Task item = Could you restate the entries below word for word and leave out the pictures?

[Stored items]
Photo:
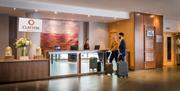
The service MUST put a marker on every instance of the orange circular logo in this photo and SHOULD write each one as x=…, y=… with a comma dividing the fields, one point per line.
x=31, y=22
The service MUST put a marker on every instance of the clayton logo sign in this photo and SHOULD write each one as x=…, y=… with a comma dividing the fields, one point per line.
x=30, y=25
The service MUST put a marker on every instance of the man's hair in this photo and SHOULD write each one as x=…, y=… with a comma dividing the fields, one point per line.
x=122, y=34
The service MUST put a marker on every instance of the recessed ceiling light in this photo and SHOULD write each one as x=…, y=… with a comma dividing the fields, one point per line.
x=36, y=10
x=151, y=16
x=55, y=12
x=138, y=14
x=115, y=18
x=14, y=8
x=89, y=15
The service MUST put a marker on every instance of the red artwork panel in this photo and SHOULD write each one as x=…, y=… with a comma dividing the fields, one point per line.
x=64, y=41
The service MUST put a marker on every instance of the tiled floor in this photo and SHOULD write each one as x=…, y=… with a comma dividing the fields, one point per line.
x=167, y=79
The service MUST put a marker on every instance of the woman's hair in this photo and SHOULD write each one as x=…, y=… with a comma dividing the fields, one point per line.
x=122, y=34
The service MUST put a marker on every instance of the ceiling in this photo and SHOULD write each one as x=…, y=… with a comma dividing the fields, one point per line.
x=168, y=8
x=52, y=15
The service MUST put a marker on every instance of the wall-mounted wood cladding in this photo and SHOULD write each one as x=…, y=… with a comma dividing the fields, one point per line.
x=13, y=27
x=139, y=42
x=146, y=49
x=143, y=41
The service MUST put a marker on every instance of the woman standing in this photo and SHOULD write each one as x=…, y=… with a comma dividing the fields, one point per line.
x=114, y=49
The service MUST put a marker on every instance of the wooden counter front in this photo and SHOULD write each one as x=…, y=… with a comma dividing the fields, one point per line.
x=23, y=70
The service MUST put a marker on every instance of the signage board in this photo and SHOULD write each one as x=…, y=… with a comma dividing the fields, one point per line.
x=30, y=25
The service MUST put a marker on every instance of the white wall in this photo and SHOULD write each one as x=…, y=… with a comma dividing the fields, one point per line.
x=36, y=40
x=4, y=33
x=172, y=24
x=98, y=35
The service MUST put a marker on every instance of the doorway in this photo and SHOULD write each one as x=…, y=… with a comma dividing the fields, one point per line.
x=169, y=49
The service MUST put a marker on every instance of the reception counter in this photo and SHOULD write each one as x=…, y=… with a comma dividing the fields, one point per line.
x=23, y=70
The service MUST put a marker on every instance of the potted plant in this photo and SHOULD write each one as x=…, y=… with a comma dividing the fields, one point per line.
x=23, y=43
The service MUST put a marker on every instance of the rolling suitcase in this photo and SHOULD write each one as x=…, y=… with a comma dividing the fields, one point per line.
x=99, y=66
x=108, y=68
x=93, y=63
x=122, y=69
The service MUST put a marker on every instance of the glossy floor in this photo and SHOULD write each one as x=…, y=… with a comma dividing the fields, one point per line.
x=166, y=79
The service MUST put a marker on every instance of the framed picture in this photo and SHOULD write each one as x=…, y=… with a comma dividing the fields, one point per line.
x=150, y=31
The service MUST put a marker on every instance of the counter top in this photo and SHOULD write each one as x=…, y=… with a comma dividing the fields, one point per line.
x=17, y=60
x=76, y=51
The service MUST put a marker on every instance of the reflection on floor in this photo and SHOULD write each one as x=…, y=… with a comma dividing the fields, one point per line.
x=167, y=79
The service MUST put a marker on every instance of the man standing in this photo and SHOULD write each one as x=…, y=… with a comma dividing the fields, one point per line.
x=122, y=47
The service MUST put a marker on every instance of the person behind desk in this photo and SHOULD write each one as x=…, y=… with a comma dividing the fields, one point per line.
x=114, y=49
x=122, y=47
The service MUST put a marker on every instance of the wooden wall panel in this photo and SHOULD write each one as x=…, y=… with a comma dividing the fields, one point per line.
x=158, y=23
x=13, y=28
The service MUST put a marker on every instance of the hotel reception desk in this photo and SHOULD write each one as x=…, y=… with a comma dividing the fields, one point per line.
x=23, y=70
x=38, y=69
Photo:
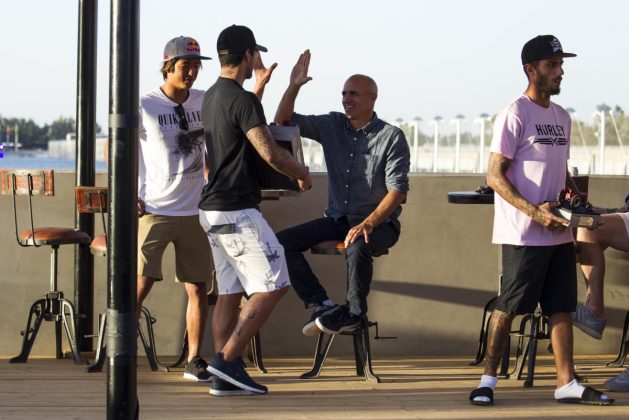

The answer =
Photo:
The service MUST put a marker on every instance of the orange circular logo in this photo and SHOULD write each one as x=…, y=… with a comma dividing the fields, one point per line.
x=31, y=22
The service MUST put a marker on every instance of the clayton logo sign in this photo and SHOULD write each one as x=…, y=… with a comma dividing the fields, one point per line.
x=30, y=25
The service MUST put a marker on every instance of the man's hair in this photo and SHOULD write each one as x=…, y=… with a comma dividing the fields, one point per line.
x=122, y=34
The service MUST put a marker on every instance of the recessed ceiling light in this photo and SHOULD write each one as x=…, y=… with a comma dividing the fields, one point per line.
x=36, y=10
x=151, y=16
x=55, y=12
x=138, y=14
x=115, y=18
x=14, y=8
x=89, y=15
The service MUST put a marker on every instance of the red artwork panel in this photo and SHOULD write each one as x=…, y=… with a comma dividing the fields, one point per line.
x=64, y=41
The service MUST put a marker on every instance of the tiled floor in this photo and SHOULD write each one as x=…, y=… with a comma dividing the fields, one point per line.
x=167, y=79
The service MUST put a marker on every instance of the woman's hair in this photo and SHOULD write each one as x=…, y=… with a comma dividing the fields, one point per line.
x=122, y=34
The service MUST put a marker on every instance of the ceiling in this photo and SHOULD write each one as x=…, y=… with a comma dividing the fields, one point per line.
x=168, y=8
x=52, y=15
The service MUST put a marker on every instance of the wall-mounted wood cladding in this photo and SHOULD write each one as x=…, y=… with a comma dividing the fields, one point per line.
x=13, y=27
x=139, y=42
x=146, y=49
x=143, y=41
The service MUST put a marker on every instance of the woman standing in this photo and SHOULD write each one as x=…, y=… with a comma dividing the fields, one point per line.
x=114, y=49
The service MUST put a marker on every instance of the wooden counter front in this photo and SHOULD write each one as x=…, y=… with a comma dividing the fields, one point per line.
x=23, y=70
The service MUST put a marker on every instance of the signage board in this photo and SHOULD write each one as x=…, y=… with a comma dividing the fields, one point per line.
x=30, y=25
The service MUST put a marker on every instance of the white wall in this photo and SHOULD write each one as x=…, y=… with a comma dividing the fields, one point per line.
x=36, y=40
x=4, y=33
x=172, y=24
x=98, y=35
The service MUST put a marker on every instance of the doorway in this photo and SHOULD write each one as x=…, y=… with a comma dividing the fields, one point per line.
x=169, y=49
The service MUST put a marker on every instance of the reception counter in this photo and SHOULD write each one as x=…, y=… with a comma dividing the fields, one point per line.
x=23, y=70
The service MUST put a marker on every instance of the potted plant in this photo and SHOULD write each one as x=…, y=… with a comma dividing the fields, one point per line.
x=23, y=43
The service MUST put a marker on every instance of the rolling suitcase in this photo and SHOULD write each one as x=…, y=… with a comma dividing the fields, one point per line.
x=99, y=66
x=108, y=68
x=93, y=63
x=122, y=69
The service MUST put a marker on every instance of the glossy floor in this photo and SHOULD write each one as x=…, y=… with a comma dividing the fields, one point per line.
x=166, y=79
The service MUST put a marker on every instance of the framed picture in this photo and SHOULD write each one as x=…, y=… with a comma dividing the fields, one point per line.
x=150, y=31
The service MUST put a marker on every instance of the counter top in this photo and SHOULD write each one as x=…, y=… with a comma dividing the fields, one point per line.
x=17, y=60
x=76, y=51
The service MUST put a marker on every instance of the reflection on floor in this photo and SHOULD write each one as x=…, y=… with a comma dividing the fields, one point per line.
x=167, y=79
The service MUST put a marker on every instance of the man standing in this photo and SHOULD write each one as x=…, y=… with a comma dividing the fields, one point per line.
x=122, y=47
The service MUST put a marker on every instance of the person behind desk in this photo and SHOULD write each one as x=…, y=… with a comma dividing the fields, one point per line.
x=114, y=49
x=122, y=47
The service MUST put a marker on every instance of the wooden wall panel in this photo and SHOULD write each one as x=…, y=… with a comma dividing the fields, one point per line.
x=158, y=23
x=13, y=28
The service MUST put a marker on every instance of the hotel reception desk in this photo and SHOULD write each one as x=…, y=… with a comma dividing the fields, one point per line.
x=23, y=70
x=38, y=69
Photo:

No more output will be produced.